— GIVEN PASSAGE —
= = = = = = =
What is Digital Transformation?
Lars Gudbrandsson, MBA
CEO | CCO | CMO | Board member | MBA | MA in AI for Business | Former Bonnier, Telia, & Nokia
It is safe to assume that Digital Transformation will be two words, nearly all business leaders will use more than once in 2016. Chances are also, that the vast majority do not know exactly what Digital Transformation is. The first step any company needs to take: Truly understand what that is.
When I am conducting lectures, helping companies or talking with fellow business leaders about digitization, I always ask: “what is Digital Transformation?” Every time I ask 10 persons, I get 11 different answers.
Typically, the answers tend to bias towards the advantages within the person’s role in the organization, such as.
- CMO: customer interaction; a 360-degree customer view, omni-channel view of the consumer; an integrated customer experience across mobile, social media and online platforms.
- CFO: an organisational and employee productivity driver—leveraging automation, digital tools and timeliness of information.
- CHRO: e-learning, online communities, new ways of working, constant connection of employees to the outside world.
- COO: maximum operational efficiency.
- CIO: big data; new data management systems for affordable data from proliferating sources; new data security systems, processes and transparency; and possible substitutes for ERP.
- Sales: reduced selling, delivery and service costs; and faster speed-to-market.
- Customer Service: digital straight-through claim processing, reducing costs and claims ratios.
Given all these different viewpoints on Digital Transformation, I sincerely understand why so many people and business leaders have difficulties understanding exactly what it is.
= = = = = = =
— REQUIREMENTS —
1: In the article on digital transformation, how many different answers does the author get when asking 10 persons what Digital Transformation is?
2: Copy the article on digital transformation starting at "- CFO: an organisational" and ending at "and claims ratios.", substituting "online training" for "e-learning".

— COLLECTED MATERIAL —
= = = = = = =
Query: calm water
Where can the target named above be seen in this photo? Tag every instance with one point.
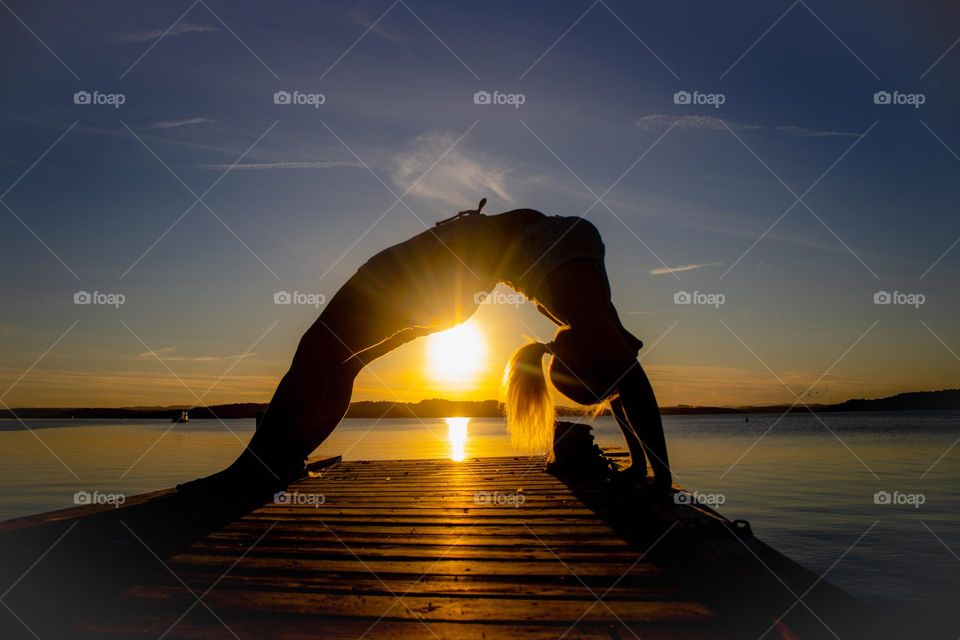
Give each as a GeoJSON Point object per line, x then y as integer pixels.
{"type": "Point", "coordinates": [806, 491]}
= = = = = = =
— SOLUTIONS BELOW —
1: 11 different answers.

2:
- CFO: an organisational and employee productivity driver—leveraging automation, digital tools and timeliness of information.
- CHRO: online training, online communities, new ways of working, constant connection of employees to the outside world.
- COO: maximum operational efficiency.
- CIO: big data; new data management systems for affordable data from proliferating sources; new data security systems, processes and transparency; and possible substitutes for ERP.
- Sales: reduced selling, delivery and service costs; and faster speed-to-market.
- Customer Service: digital straight-through claim processing, reducing costs and claims ratios.